TUGAS YANG DIKERJAKAN: Salin tanpa perubahan bagian berita tentang Roberto Mancini dan Manchester City yang diawali kata-kata berisi "Jakarta - Dari" dan diakhiri "Italian bar scarf.".

Jakarta - Dari 5 pound sterling, sejak dua bulan lalu harga syal bercorak biru langit-putih itu menjadi 8 pound (sekitar Rp 118 ribu). Pihak pemasaran Manchester City menaikkan banderolnya sembari mengubah brand: dari Manchester City’s scarf menjadi Roberto Mancini’s designer Italian bar scarf.
Pamor scarf City naik gara-gara Mancini selalu mengenakannya pada hari pertandingan-–sama seperti kebiasaan pelatih asal Italia ini di klub-klub yang pernah dia tangani (Fiorentina, 2001-2002; Lazio, 2002-2004; dan Inter Milan, 2004-2009). Tapi bukan karena syal bila City bermaksud menaikkan gaji Mancini dari 3,5 juta menjadi 5,5 juta pound (sekitar Rp 81 miliar) per tahun.
“Roberto layak mendapatkannya,” ujar David Platt, asisten Mancini, soal besaran gaji yang bakal setara dengan angka yang diperoleh Alex Ferguson di Manchester United atau Arsene Wenger di Arsenal. “Dia sudah membuktikan kinerjanya.”
Kenaikan gaji itu baru sebatas rumor. Konon, pemilik City, miliarder asal Uni Emirat Arab, Syekh Mansour bin Zayed Al Nahyan, bakal menyodorkan angka itu bila klubnya benar-benar menjadi juara Liga Primer Inggris. Artinya, City harus memenangi pertandingan atas tim tamu, Queens Park Rangers, dalam laga penutup musim hari ini. Berbekal superioritas pada perbedaan gol, tambahan tiga angka membuat posisi City sulit dikejar rival terdekat mereka, MU.

BARIS DATA:
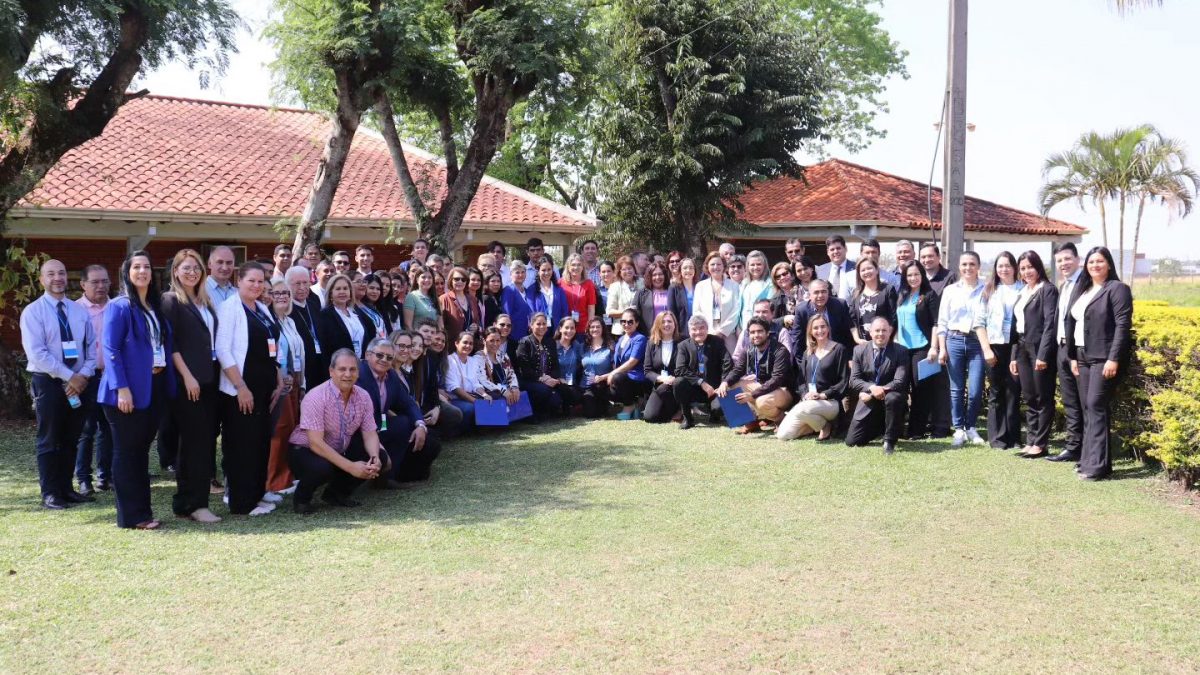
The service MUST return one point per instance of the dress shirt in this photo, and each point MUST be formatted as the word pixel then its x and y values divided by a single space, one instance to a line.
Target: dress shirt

JAWABAN TERTULIS:
Jakarta - Dari 5 pound sterling, sejak dua bulan lalu harga syal bercorak biru langit-putih itu menjadi 8 pound (sekitar Rp 118 ribu). Pihak pemasaran Manchester City menaikkan banderolnya sembari mengubah brand: dari Manchester City’s scarf menjadi Roberto Mancini’s designer Italian bar scarf.